§ TASK TO CARRY OUT
Please gather and copy every line of the material below that contains the word "passenger". Match the case exactly.

Items drawn from a data source
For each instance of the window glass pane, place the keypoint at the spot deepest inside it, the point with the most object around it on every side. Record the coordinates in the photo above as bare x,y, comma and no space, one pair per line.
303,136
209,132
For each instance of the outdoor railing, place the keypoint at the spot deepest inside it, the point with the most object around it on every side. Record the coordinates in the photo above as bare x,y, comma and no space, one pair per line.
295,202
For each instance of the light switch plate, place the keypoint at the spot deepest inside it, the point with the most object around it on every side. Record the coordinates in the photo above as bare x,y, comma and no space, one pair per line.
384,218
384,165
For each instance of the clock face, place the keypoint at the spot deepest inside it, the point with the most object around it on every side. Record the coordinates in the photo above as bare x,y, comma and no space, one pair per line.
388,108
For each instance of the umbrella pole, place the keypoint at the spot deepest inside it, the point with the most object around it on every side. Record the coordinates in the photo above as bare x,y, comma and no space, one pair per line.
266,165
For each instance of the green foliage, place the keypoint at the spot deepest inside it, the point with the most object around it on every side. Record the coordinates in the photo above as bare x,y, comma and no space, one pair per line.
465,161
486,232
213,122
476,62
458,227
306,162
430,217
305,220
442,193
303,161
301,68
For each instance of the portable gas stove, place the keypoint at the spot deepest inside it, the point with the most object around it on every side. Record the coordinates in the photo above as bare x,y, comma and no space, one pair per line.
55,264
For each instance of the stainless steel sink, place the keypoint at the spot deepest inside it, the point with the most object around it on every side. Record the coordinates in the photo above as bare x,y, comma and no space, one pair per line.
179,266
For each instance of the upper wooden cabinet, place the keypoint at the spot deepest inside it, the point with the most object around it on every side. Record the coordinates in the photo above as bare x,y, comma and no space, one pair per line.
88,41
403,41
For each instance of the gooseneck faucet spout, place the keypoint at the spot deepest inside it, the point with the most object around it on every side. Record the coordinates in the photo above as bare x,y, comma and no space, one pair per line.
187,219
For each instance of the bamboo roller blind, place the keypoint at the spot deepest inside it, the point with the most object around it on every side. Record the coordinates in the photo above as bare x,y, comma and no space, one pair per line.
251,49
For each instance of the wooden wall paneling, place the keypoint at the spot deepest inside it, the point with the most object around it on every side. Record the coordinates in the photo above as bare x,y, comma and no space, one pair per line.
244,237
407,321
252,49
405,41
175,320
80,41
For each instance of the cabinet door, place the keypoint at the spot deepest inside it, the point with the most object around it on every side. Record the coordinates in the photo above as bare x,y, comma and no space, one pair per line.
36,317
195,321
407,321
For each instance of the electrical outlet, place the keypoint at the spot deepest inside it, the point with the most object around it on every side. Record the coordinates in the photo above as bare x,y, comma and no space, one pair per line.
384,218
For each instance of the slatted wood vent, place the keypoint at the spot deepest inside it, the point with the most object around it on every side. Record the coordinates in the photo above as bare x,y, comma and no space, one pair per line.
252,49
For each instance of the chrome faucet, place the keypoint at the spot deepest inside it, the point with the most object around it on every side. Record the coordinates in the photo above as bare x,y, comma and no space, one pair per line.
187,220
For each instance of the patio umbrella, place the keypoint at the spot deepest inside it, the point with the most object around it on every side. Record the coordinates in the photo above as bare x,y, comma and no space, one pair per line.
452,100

* * *

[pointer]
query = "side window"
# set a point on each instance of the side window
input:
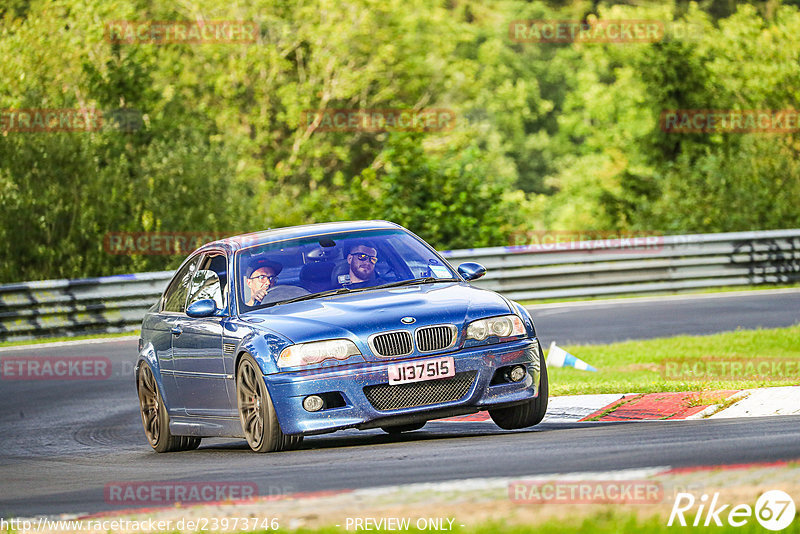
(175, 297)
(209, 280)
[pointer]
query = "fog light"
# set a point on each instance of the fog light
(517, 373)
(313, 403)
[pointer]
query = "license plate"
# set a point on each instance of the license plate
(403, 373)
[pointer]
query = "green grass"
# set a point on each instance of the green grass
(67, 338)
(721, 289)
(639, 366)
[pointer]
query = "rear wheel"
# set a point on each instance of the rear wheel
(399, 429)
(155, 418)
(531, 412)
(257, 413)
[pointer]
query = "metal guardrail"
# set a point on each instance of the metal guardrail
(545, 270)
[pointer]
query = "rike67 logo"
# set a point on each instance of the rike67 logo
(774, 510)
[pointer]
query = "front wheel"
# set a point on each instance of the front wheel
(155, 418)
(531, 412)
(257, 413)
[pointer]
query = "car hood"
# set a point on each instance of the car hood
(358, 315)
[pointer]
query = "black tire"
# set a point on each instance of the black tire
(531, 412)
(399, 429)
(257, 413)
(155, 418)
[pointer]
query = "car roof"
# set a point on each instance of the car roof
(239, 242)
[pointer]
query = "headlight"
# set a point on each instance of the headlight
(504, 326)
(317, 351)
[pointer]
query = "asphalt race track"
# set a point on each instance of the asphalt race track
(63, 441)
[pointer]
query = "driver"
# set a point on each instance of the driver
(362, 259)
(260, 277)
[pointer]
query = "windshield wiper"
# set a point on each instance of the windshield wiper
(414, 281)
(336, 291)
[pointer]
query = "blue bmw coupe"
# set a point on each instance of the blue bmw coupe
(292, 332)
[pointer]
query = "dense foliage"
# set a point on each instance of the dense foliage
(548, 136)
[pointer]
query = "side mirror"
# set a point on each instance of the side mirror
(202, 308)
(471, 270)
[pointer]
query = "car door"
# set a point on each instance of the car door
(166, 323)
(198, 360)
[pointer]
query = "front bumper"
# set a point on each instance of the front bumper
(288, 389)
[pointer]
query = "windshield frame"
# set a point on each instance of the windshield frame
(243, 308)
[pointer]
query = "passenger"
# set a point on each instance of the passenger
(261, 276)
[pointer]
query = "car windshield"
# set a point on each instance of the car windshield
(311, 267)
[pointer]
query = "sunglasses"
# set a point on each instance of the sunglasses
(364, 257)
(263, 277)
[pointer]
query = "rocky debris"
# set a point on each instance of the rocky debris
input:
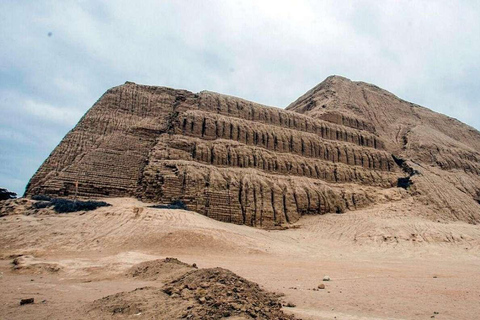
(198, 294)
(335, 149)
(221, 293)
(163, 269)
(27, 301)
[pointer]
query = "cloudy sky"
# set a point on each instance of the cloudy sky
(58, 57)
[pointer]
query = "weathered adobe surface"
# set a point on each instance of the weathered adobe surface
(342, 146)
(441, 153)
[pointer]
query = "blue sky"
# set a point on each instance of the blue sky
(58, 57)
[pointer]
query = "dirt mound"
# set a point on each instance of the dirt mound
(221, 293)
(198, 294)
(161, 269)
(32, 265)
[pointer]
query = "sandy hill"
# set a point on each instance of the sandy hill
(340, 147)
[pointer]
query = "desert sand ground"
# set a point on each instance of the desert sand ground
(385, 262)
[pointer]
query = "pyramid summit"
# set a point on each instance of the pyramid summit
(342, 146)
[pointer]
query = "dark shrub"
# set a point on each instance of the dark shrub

---

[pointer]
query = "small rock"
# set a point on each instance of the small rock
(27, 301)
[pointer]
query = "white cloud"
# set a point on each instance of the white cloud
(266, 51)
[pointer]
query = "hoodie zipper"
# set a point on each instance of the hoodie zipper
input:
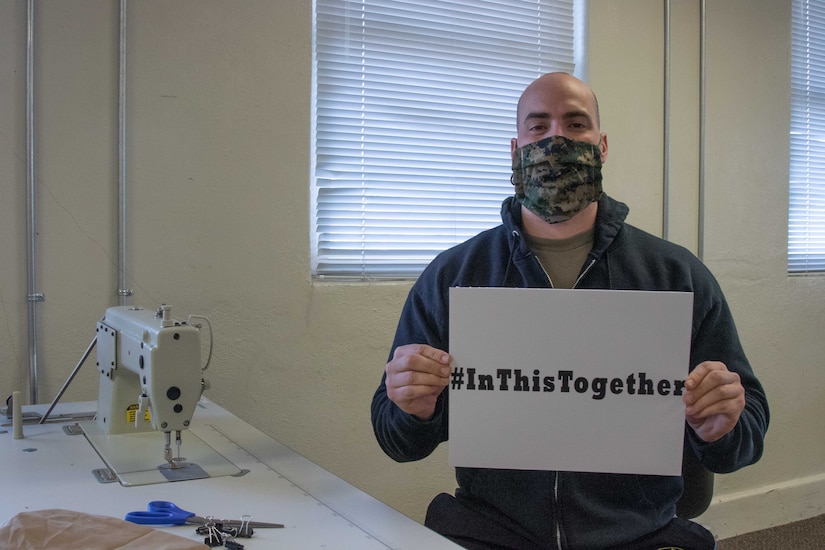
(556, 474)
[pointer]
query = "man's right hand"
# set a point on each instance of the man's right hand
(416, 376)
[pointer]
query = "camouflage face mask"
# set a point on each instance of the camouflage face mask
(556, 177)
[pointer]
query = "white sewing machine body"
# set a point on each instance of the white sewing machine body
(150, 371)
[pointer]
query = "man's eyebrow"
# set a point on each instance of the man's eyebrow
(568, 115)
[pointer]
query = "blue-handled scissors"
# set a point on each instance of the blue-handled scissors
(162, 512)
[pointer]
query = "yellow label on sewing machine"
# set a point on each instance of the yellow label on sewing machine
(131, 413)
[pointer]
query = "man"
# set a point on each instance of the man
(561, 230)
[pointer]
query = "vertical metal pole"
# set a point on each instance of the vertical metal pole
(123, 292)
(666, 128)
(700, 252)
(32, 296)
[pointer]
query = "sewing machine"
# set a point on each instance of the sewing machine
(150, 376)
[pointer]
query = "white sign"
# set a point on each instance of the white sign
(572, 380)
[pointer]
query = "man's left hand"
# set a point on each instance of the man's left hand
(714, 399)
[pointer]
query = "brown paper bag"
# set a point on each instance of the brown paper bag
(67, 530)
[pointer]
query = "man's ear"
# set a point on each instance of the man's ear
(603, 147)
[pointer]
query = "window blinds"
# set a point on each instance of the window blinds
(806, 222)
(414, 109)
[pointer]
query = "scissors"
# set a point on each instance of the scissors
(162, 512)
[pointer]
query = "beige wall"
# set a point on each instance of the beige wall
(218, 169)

§ EXERCISE ANSWER
query = "passenger"
# set a point on each instance of the passenger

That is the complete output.